§ **Extracted information**:
────────────────────

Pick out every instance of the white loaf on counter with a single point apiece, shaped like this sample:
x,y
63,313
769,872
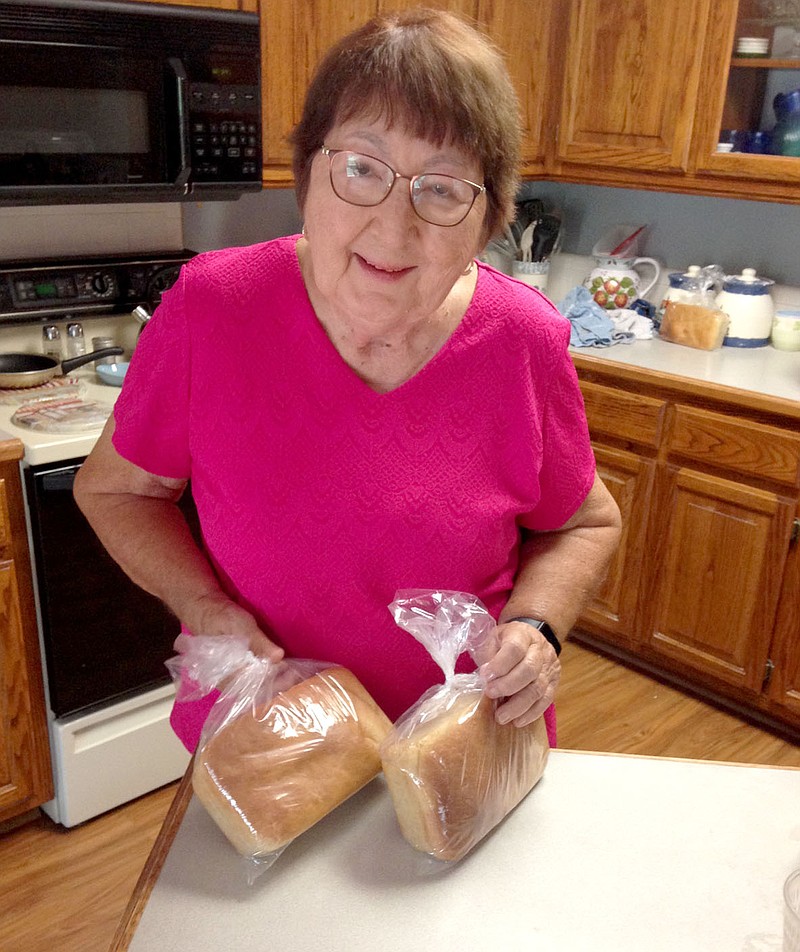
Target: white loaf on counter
x,y
456,773
269,775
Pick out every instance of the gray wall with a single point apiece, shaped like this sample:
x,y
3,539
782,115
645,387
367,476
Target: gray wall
x,y
683,229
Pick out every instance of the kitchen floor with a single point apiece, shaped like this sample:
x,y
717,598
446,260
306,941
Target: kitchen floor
x,y
65,890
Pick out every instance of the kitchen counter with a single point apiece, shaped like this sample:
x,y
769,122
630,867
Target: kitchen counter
x,y
608,852
760,370
42,447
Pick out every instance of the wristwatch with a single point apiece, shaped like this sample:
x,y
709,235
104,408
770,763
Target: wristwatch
x,y
544,628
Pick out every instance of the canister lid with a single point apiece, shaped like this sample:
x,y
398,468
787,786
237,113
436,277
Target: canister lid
x,y
748,282
685,280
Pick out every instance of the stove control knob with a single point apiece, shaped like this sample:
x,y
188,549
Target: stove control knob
x,y
102,284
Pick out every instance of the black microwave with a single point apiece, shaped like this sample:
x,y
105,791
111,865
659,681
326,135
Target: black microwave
x,y
123,101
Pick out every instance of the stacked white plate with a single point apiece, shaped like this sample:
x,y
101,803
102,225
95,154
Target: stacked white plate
x,y
752,46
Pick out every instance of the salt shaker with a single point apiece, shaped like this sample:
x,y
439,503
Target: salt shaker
x,y
51,342
99,343
76,343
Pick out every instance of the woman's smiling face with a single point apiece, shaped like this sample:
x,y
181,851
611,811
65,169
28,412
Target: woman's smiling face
x,y
383,264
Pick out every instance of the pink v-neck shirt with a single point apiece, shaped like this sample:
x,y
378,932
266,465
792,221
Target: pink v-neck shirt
x,y
320,498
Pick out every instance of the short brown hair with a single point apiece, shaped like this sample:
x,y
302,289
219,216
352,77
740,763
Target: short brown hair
x,y
431,72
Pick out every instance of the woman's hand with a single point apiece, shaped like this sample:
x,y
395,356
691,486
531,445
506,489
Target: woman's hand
x,y
218,615
524,670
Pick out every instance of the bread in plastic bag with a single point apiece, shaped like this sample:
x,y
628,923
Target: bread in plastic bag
x,y
453,772
284,744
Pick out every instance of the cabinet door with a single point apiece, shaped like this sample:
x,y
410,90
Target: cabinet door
x,y
629,479
631,82
784,687
525,32
717,563
736,106
294,37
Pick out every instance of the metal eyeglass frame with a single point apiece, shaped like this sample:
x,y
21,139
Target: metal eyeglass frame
x,y
476,189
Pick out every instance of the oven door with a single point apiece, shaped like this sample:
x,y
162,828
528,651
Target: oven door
x,y
89,122
104,637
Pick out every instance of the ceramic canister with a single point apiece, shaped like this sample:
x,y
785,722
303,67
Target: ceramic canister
x,y
747,301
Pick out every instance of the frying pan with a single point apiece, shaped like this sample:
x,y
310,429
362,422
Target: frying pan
x,y
18,371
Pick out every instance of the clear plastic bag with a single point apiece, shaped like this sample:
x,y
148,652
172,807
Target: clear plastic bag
x,y
453,772
283,745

────────────────────

All entries must be written out again exactly as given, with no pictures in the copy.

§ **Solution for this problem**:
Pick out every instance of the white loaf on counter with a single point apiece, shaped like this sample:
x,y
63,313
769,872
Target: white loaf on counter
x,y
456,773
269,775
Pick out every instance of the gray wall with a single point apiece, shaped like this sample:
x,y
3,539
782,115
645,387
367,476
Target: gray wall
x,y
683,229
Pick out every instance of the kitchen floor with a single point apiece, shaped like this sample:
x,y
717,598
446,260
306,941
Target: kitchen floor
x,y
65,890
Pick out every instance of the kitchen counter with a single point apiece, shaped like this sample:
x,y
769,122
630,867
Target: kitchen counter
x,y
608,852
760,370
42,447
Pick out every instance of the wristwatch with a single point apiece, shaped like this sample:
x,y
709,235
104,408
770,763
Target: wristwatch
x,y
544,628
Pick out every instance of the canister lid with a single point apiece, shaped like this sample:
x,y
398,468
787,786
237,113
436,277
Target: canister lid
x,y
748,282
685,280
Pick out every instance of the stove control knob with a single point apiece, shaped like this sample:
x,y
188,549
Target: stove control knob
x,y
102,284
Pick out every instance of the black microwave with a single point apiece, shaped like this sample:
x,y
105,791
111,865
659,681
326,135
Target: black microwave
x,y
123,101
Pick out every instance of the stacked white plate with a single point apiece, shaped like this sample:
x,y
101,803
102,225
95,154
Target: stacked white plate
x,y
752,46
Pick out every instance of the salt shaker with a single point apiece, shaped like this sample:
x,y
439,503
Target: salt shaker
x,y
51,342
99,343
76,343
Pick out every instance of the woman's smiling face with a single point apiece, shaped like this sample:
x,y
181,851
611,811
65,169
28,412
Target: woman's smiling face
x,y
383,264
Pick out every instance of the pink v-neck shirt with a single point apiece, shaped like this sample:
x,y
378,932
266,465
792,221
Target: pink v-neck shirt
x,y
320,498
Pick out every instance of the short brown hair with a single point apiece, shaped like this sample:
x,y
302,289
219,216
352,77
740,763
Target: short brown hair
x,y
431,72
Pick out every instance of the woman's hand with a single point apiece, shaped like this sample:
x,y
395,356
691,486
531,445
506,489
Target: woman's hand
x,y
218,615
524,670
Pick out every instance of the bread in plastic bag with a single point apiece, shaped like this sample:
x,y
628,923
Target: bread in plastic bag
x,y
453,772
284,744
Pick out every instance of the cabinet door with a single point apiece, shaped like this sample:
x,y
410,90
Target: cabinet door
x,y
629,479
631,82
784,687
525,32
717,563
736,106
294,37
Pick out every instance of the metal eyeglass frame with a single point apiece, shaped like this sample:
x,y
21,139
Target: metal eyeglass frame
x,y
476,189
Pick out every instance of the oven door with a single point apiece, shaped like this sample:
x,y
162,828
528,651
Target: oven door
x,y
89,122
104,637
Pick out every instance of the ceramic canister with a single point apiece, shaped like this sample:
x,y
785,722
303,67
Target: ceramic canister
x,y
747,301
Pick out every instance of the frying pan with a single point apiece, shaped like this sample:
x,y
310,429
362,422
Target: frying pan
x,y
18,371
Pick out every instance of the clear plastic bag with a single point apiece, shaped like this sample:
x,y
148,652
172,807
Target: clear plastic bag
x,y
453,772
283,745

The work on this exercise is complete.